-- Aim --
Write the listing out again, all of it, word for word.
--
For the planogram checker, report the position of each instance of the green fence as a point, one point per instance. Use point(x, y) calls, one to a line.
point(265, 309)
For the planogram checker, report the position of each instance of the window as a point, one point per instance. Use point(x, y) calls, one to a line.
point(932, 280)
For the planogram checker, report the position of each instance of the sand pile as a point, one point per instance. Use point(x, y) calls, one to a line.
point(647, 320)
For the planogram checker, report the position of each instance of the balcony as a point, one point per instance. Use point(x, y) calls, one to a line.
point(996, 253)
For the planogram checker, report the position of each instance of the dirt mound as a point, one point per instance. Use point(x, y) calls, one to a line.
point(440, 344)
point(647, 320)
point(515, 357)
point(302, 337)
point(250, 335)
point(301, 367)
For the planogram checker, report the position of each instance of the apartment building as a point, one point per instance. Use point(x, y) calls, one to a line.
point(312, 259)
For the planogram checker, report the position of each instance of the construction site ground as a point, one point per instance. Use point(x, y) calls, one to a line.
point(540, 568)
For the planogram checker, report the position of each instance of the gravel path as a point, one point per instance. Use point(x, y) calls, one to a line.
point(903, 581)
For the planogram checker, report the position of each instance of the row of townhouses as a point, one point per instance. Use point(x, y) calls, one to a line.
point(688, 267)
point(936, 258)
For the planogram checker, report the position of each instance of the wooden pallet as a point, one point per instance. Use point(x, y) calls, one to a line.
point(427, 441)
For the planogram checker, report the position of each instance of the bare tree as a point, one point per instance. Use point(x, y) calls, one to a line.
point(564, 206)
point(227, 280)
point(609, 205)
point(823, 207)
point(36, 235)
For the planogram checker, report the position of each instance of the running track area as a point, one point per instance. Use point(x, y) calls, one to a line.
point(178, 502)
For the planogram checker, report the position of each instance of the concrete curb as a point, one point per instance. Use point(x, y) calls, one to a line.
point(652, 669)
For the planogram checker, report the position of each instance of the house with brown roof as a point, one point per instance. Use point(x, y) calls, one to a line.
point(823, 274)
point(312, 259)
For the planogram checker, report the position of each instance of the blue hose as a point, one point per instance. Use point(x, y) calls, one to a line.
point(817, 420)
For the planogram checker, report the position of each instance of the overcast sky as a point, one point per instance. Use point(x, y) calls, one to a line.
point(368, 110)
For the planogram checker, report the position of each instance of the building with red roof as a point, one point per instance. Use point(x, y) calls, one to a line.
--
-- Reply to the exercise --
For the planogram checker, report the position of each instance of the green fence as a point, one point per instance. Use point(x, y) calls, one to a line.
point(265, 309)
For the planogram checker, report the position of each instance of the window as a point, one point per instance. Use point(x, y) calls, one to a line.
point(932, 280)
For the planogram checker, report the position of each instance of the sand pile as a point, one point per instance. Use point(x, y) calls, one to a line.
point(647, 320)
For the planogram checker, report the position of each instance of the balcony as a point, one point per instance. Use point(x, y) calls, one to a line.
point(996, 253)
For the planogram checker, report the position of each instance of the dirt mound as a point, one point per instance. Use point(x, y) calls, one to a line.
point(440, 344)
point(647, 320)
point(515, 357)
point(302, 337)
point(250, 335)
point(301, 367)
For the planogram checker, report the position of each instance of the apartment building as a point, one point per instance. Use point(x, y) calls, one to a line.
point(312, 259)
For the planogram checker, report the position of each instance of the construction site ground as a point, one point per instance. Use point(x, y) calls, one to a line.
point(540, 568)
For the planogram checker, report the position of each instance of the gravel path as a point, one point per instance. Use point(x, y) calls, one to a line.
point(903, 581)
For the planogram checker, report the position of each instance of the row of townhouses as a point, one point per instance. Use point(x, y) calls, one to a line.
point(688, 267)
point(936, 258)
For the planogram checker, report the position of each instance of the wooden pallet as a point, one point per instance. Use point(x, y) calls, one to a line.
point(427, 441)
For the planogram checker, report the position of each instance of the bare tree as a point, one point per instance. Use point(x, y) calls, one to a line.
point(564, 206)
point(227, 280)
point(609, 205)
point(823, 207)
point(36, 235)
For the planogram checker, report the position of each instance of the running track area as a point, one point per instance. Use point(x, y) calls, one to a line.
point(178, 502)
For the planogram checker, report the position of each instance of the concrete curb as a point, one point per instance. Use point(x, y) calls, one to a line.
point(652, 669)
For the planogram checker, report the position of each instance of the house with brown roof as a point, one point per instance. Use point(x, y) calls, one to a line.
point(823, 274)
point(312, 259)
For the planogram checker, report the position of each instance of the blue hose as a point, one point per instance. Use point(x, y) calls, one to a line.
point(817, 420)
For the planogram checker, report the position of each instance of the overcast sky as a point, one point per instance. Use point(x, y) calls, one to a line.
point(368, 110)
For the planogram checker, report the position of each instance of the building with red roof as a point, one point per instance. Use point(x, y) calls, one to a line.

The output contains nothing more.